(Goal of the exercise)
Your answer must be an exact transcription of the data, with every picture omitted.

*** Working data

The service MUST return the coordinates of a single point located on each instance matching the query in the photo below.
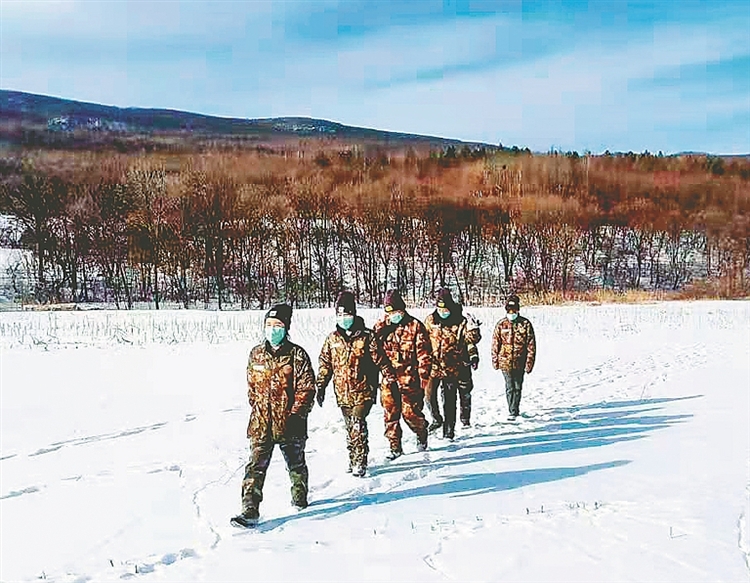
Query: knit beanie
(345, 304)
(445, 299)
(281, 312)
(393, 301)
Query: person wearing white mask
(403, 354)
(513, 352)
(281, 389)
(346, 358)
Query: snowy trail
(631, 463)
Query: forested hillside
(245, 227)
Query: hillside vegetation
(244, 224)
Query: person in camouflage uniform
(346, 357)
(401, 351)
(450, 337)
(513, 352)
(466, 380)
(281, 389)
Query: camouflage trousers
(293, 450)
(357, 442)
(408, 404)
(464, 383)
(513, 386)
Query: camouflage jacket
(402, 352)
(514, 345)
(348, 360)
(279, 384)
(450, 339)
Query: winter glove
(296, 426)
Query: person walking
(450, 338)
(346, 358)
(281, 389)
(402, 353)
(513, 352)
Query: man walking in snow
(450, 337)
(346, 357)
(402, 353)
(280, 389)
(513, 352)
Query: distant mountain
(53, 114)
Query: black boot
(248, 518)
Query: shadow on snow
(606, 424)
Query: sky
(658, 75)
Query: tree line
(249, 227)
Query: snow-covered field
(123, 447)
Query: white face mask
(396, 317)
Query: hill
(30, 119)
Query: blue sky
(579, 75)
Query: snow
(123, 447)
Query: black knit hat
(281, 312)
(345, 304)
(393, 301)
(513, 303)
(444, 299)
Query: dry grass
(705, 291)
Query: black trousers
(513, 386)
(293, 450)
(464, 384)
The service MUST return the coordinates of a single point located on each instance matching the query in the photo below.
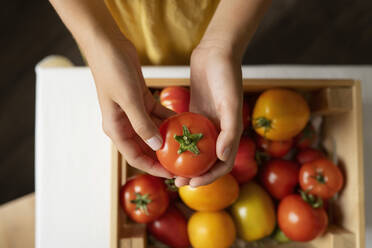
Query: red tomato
(245, 165)
(299, 220)
(308, 155)
(189, 147)
(246, 113)
(144, 198)
(175, 98)
(171, 229)
(280, 177)
(306, 138)
(321, 178)
(276, 149)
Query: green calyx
(315, 202)
(171, 186)
(188, 141)
(263, 122)
(141, 202)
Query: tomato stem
(141, 202)
(188, 141)
(263, 122)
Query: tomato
(321, 178)
(276, 149)
(144, 198)
(211, 229)
(171, 229)
(253, 213)
(280, 114)
(175, 98)
(308, 155)
(280, 177)
(245, 165)
(246, 113)
(189, 147)
(212, 197)
(306, 138)
(299, 220)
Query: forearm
(234, 23)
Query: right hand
(130, 114)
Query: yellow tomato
(211, 230)
(253, 212)
(212, 197)
(280, 114)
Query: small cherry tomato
(212, 197)
(300, 221)
(175, 98)
(308, 155)
(306, 138)
(189, 147)
(276, 149)
(245, 165)
(280, 114)
(211, 229)
(321, 178)
(144, 198)
(171, 229)
(280, 177)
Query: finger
(231, 130)
(218, 170)
(181, 181)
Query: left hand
(216, 92)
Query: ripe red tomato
(321, 178)
(189, 147)
(299, 220)
(308, 155)
(144, 198)
(280, 177)
(246, 113)
(276, 149)
(171, 229)
(245, 165)
(175, 98)
(306, 138)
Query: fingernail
(226, 154)
(155, 142)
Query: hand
(130, 114)
(216, 92)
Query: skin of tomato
(212, 197)
(188, 164)
(245, 166)
(171, 229)
(276, 149)
(253, 213)
(145, 184)
(299, 221)
(175, 98)
(333, 178)
(280, 177)
(308, 155)
(211, 229)
(305, 142)
(287, 111)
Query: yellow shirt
(163, 31)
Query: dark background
(293, 32)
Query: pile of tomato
(279, 187)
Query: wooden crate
(339, 101)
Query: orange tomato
(212, 197)
(211, 229)
(280, 114)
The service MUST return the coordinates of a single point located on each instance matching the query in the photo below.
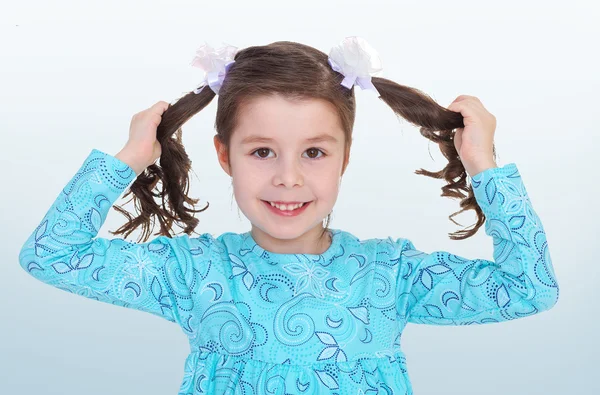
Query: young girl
(291, 306)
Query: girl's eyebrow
(316, 139)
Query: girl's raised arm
(445, 289)
(158, 277)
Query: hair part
(297, 72)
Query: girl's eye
(313, 152)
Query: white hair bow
(357, 61)
(215, 63)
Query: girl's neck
(310, 242)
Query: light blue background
(74, 73)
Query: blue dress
(267, 323)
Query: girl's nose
(288, 173)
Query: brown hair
(295, 71)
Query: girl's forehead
(272, 119)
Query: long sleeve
(63, 251)
(445, 289)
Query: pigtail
(436, 124)
(173, 174)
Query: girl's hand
(142, 149)
(475, 142)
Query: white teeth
(286, 207)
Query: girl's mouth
(286, 213)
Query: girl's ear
(222, 155)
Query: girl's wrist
(129, 159)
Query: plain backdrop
(73, 73)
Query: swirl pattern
(260, 322)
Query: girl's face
(286, 151)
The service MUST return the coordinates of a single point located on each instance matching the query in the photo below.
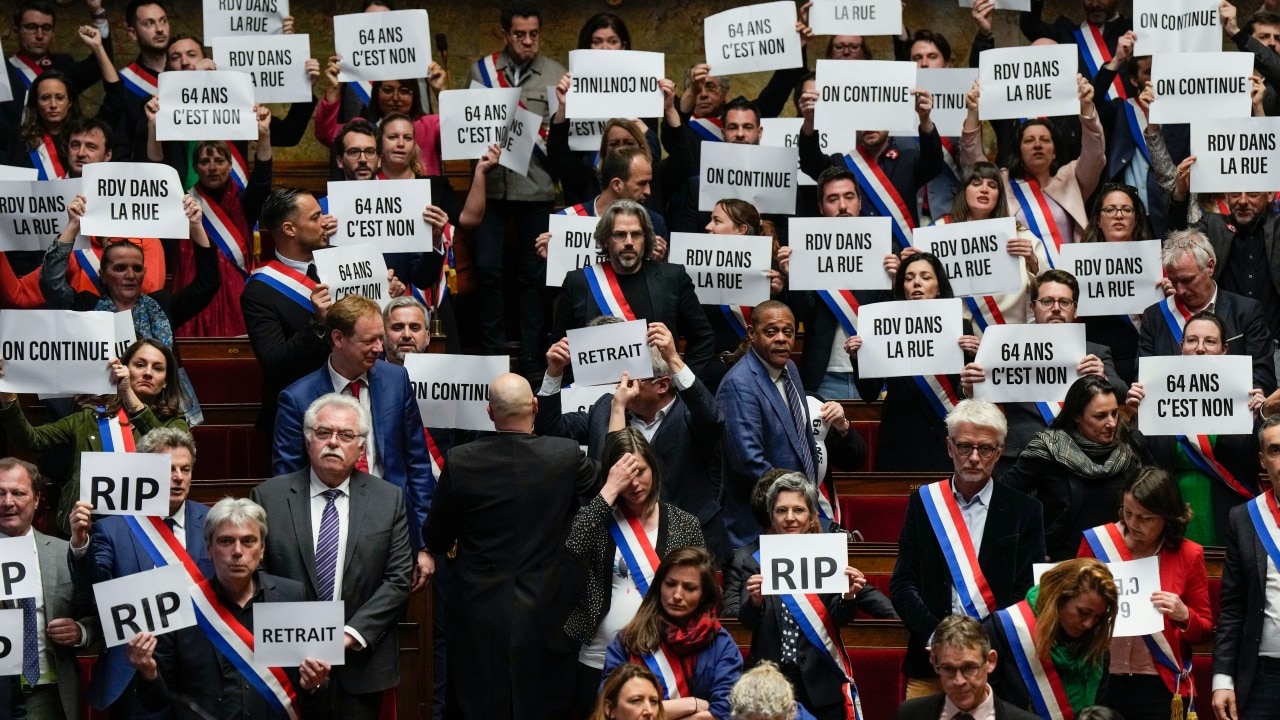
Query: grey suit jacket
(376, 566)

******

(Solution)
The service MUST return the coordinates of a single point located on each instance matching the query in the photo below.
Query: knit beanie
(345, 304)
(445, 299)
(281, 312)
(393, 301)
Query: person wearing white mask
(403, 354)
(513, 352)
(281, 389)
(346, 358)
Query: snowy trail
(631, 463)
Query: forested hillside
(245, 227)
Query: hillside vegetation
(244, 224)
Query: person in camouflage uniform
(346, 357)
(401, 351)
(450, 337)
(513, 352)
(466, 380)
(281, 389)
Query: camouflage trousers
(293, 450)
(357, 442)
(408, 404)
(464, 383)
(513, 386)
Query: camouflage jacket
(402, 352)
(514, 345)
(348, 360)
(279, 384)
(450, 339)
Query: winter glove
(296, 426)
Query: person walking
(450, 338)
(346, 358)
(281, 389)
(402, 353)
(513, 352)
Query: man walking in snow
(450, 337)
(346, 357)
(402, 353)
(280, 389)
(513, 352)
Query: distant mountain
(53, 114)
Query: black boot
(248, 518)
Query: shadow on snow
(606, 424)
Query: sky
(658, 75)
Query: tree line
(249, 227)
Query: snow-covered field
(123, 447)
Query: white face mask
(396, 317)
Query: hill
(30, 119)
Query: blue sky
(579, 75)
Query: snow
(123, 447)
Query: black knit hat
(281, 312)
(345, 304)
(393, 301)
(513, 303)
(444, 299)
Query: dry grass
(705, 291)
Query: black trousers
(513, 386)
(293, 450)
(464, 384)
The service MUST return the coordinates of a single point located on each instance matching the query in the photo below.
Query: red tomato
(245, 165)
(299, 220)
(308, 155)
(189, 147)
(246, 113)
(144, 198)
(175, 98)
(171, 229)
(280, 177)
(306, 138)
(321, 178)
(276, 149)
Query: green calyx
(315, 202)
(171, 186)
(188, 141)
(263, 122)
(141, 202)
Query: tomato stem
(141, 202)
(188, 141)
(263, 122)
Query: tomato
(321, 178)
(276, 149)
(144, 198)
(211, 229)
(171, 229)
(253, 213)
(280, 114)
(175, 98)
(308, 155)
(280, 177)
(245, 165)
(246, 113)
(189, 147)
(212, 197)
(306, 138)
(299, 220)
Query: forearm
(234, 23)
Query: right hand
(130, 114)
Query: yellow tomato
(211, 230)
(253, 212)
(212, 197)
(280, 114)
Query: small cherry tomato
(212, 197)
(300, 221)
(175, 98)
(308, 155)
(306, 138)
(189, 147)
(276, 149)
(245, 165)
(280, 114)
(211, 229)
(321, 178)
(144, 198)
(171, 229)
(280, 177)
Query: finger
(231, 130)
(218, 170)
(181, 181)
Query: left hand
(216, 92)
Query: ripe red tomato
(321, 178)
(189, 147)
(299, 220)
(308, 155)
(144, 198)
(280, 177)
(246, 113)
(276, 149)
(171, 229)
(245, 165)
(175, 98)
(306, 138)
Query: fingernail
(226, 154)
(155, 142)
Query: hand
(130, 114)
(216, 92)
Query: skin of tomato
(212, 197)
(188, 164)
(245, 166)
(171, 229)
(276, 149)
(253, 213)
(145, 184)
(299, 221)
(175, 98)
(333, 178)
(280, 177)
(308, 155)
(211, 229)
(305, 142)
(287, 111)
Query: yellow shirt
(163, 31)
Query: dark background
(293, 32)
Query: pile of tomato
(279, 187)
Query: wooden crate
(339, 101)
Query: orange tomato
(212, 197)
(211, 229)
(280, 114)
The service MUST return the coordinates of a single point located on each instance matching the query in the photo below.
Query: young girl
(291, 306)
Query: girl's eyebrow
(316, 139)
Query: girl's raised arm
(445, 289)
(158, 277)
Query: hair part
(297, 72)
Query: girl's eye
(313, 152)
Query: white hair bow
(357, 61)
(215, 63)
Query: girl's neck
(310, 242)
Query: light blue background
(74, 73)
Query: blue dress
(267, 323)
Query: girl's nose
(288, 173)
Query: brown hair
(295, 71)
Query: girl's forehead
(272, 119)
Query: long sleeve
(63, 251)
(445, 289)
Query: pigtail
(436, 124)
(173, 174)
Query: girl's hand
(142, 149)
(475, 142)
Query: white teeth
(286, 207)
Query: girl's mouth
(286, 213)
Query: girl's ear
(222, 155)
Query: girl's wrist
(129, 159)
Query: plain backdrop
(73, 73)
Query: swirl pattern
(260, 322)
Query: girl's face
(286, 151)
The service MUST return the coordinates of a single point located on each instance matching the query in the photo below.
Query: grey suit jacket
(376, 566)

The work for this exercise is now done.